## WHAT YOU SHOULD DO
Check each statement against the PRILoRA listing below and answer yes or no, quoting the exact words from the listing that settle it. 1. PRILoRA gives every layer the same rank. 2. PRILoRA prunes throughout the training process. 3. PRILoRA was tested on eight GLUE benchmarks.

-------- EXERCISE PASSAGE --------

Related papers: PRILoRA: Pruned and Rank-Increasing Low-Rank Adaptation

PRILoRA: Pruned and Rank-Increasing Low-Rank Adaptation

URL: http://arxiv.org/abs/2401.11316v1
Date: Sat, 20 Jan 2024 20:25:17 GMT
Title: PRILoRA: Pruned and Rank-Increasing Low-Rank Adaptation
Authors: Nadav Benedek, Lior Wolf
Abstract summary: We introduce PRILoRA, which linearly allocates a different rank for each layer, in an increasing manner, and performs pruning throughout the training process. We validate the effectiveness of PRILoRA through extensive experiments on eight GLUE benchmarks, setting a new state of the art.

-------- DATASET CONTENT --------

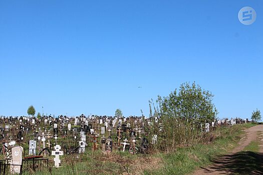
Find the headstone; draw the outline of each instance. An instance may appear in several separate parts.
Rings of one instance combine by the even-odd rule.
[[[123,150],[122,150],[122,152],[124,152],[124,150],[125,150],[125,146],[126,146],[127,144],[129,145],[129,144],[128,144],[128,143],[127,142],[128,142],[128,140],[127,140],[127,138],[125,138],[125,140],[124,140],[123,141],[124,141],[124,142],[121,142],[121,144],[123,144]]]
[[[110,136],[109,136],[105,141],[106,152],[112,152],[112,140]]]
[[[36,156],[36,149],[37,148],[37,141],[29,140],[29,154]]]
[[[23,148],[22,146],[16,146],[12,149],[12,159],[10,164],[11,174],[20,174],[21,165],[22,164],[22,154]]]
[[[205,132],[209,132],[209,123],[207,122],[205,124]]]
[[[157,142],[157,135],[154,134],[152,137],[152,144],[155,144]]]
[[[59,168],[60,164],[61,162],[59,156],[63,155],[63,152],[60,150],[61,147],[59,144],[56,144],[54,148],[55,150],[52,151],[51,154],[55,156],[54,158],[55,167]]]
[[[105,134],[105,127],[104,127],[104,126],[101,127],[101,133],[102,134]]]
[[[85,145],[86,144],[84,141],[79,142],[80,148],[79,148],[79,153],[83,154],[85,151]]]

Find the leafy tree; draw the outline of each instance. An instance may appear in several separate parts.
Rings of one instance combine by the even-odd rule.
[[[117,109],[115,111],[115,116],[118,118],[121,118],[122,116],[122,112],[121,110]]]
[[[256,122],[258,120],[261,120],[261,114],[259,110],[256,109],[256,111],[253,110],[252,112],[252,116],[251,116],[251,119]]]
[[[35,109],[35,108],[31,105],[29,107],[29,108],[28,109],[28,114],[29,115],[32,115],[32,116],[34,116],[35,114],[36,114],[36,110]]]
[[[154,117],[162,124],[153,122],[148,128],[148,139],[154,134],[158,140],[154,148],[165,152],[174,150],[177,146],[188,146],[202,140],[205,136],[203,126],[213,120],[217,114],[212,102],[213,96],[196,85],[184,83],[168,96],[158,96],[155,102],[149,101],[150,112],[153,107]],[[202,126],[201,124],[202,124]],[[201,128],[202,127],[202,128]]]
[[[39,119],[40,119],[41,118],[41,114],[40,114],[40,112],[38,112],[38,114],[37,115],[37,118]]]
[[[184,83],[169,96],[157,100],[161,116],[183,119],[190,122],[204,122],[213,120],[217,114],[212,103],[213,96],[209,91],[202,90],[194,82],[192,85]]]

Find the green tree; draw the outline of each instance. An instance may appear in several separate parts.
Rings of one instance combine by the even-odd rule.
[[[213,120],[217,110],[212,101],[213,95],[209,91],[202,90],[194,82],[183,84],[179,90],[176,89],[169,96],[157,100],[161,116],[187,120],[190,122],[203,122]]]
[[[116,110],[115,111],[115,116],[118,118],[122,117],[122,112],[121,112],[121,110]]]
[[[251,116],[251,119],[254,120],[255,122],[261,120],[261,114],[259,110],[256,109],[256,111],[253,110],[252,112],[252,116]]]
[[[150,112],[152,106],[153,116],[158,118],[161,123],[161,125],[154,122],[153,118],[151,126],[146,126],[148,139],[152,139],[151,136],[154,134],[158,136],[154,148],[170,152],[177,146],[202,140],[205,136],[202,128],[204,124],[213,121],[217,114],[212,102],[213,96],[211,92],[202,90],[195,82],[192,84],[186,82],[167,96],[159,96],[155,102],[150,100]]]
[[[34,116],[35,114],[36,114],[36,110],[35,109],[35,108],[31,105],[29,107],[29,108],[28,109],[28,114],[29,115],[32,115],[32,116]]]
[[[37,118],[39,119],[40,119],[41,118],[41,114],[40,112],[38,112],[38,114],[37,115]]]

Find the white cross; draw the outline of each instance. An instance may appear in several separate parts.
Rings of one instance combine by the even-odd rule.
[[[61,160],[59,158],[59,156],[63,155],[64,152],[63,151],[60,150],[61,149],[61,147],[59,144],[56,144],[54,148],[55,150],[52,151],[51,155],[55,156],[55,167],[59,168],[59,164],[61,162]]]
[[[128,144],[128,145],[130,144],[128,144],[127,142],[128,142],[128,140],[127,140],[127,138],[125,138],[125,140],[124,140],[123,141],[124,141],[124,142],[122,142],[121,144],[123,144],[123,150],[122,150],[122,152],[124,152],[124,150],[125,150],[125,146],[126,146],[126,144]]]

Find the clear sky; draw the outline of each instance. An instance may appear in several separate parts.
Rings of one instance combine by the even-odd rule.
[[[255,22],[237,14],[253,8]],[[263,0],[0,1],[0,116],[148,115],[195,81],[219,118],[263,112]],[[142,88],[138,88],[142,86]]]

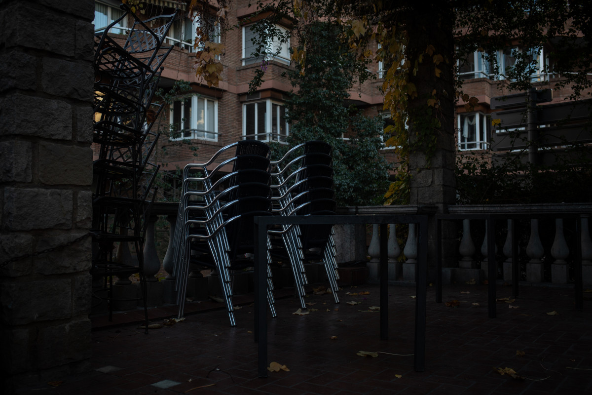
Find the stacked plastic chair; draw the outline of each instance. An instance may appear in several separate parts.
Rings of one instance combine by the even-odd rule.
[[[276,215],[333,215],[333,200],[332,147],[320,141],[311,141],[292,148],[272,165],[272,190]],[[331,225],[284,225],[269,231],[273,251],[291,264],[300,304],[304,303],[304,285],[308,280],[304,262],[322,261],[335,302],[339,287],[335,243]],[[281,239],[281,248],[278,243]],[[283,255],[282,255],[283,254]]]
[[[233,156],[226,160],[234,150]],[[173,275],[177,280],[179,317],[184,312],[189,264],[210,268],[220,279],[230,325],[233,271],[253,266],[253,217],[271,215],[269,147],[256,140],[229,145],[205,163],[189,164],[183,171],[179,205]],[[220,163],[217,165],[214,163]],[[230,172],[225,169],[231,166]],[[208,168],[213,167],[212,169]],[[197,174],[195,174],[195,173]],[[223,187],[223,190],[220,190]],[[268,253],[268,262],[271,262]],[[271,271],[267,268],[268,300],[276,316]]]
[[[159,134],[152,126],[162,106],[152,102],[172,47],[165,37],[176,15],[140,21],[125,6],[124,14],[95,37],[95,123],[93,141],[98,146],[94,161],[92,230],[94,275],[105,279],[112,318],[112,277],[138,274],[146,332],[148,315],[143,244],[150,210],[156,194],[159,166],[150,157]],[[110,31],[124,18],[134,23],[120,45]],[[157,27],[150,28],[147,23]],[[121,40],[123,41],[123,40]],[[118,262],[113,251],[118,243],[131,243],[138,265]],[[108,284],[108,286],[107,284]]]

--------

## FINISHED EXERCISE
1. No: "linearly allocates a different rank for each layer, in an increasing manner"
2. Yes: "performs pruning throughout the training process"
3. Yes: "extensive experiments on eight GLUE benchmarks"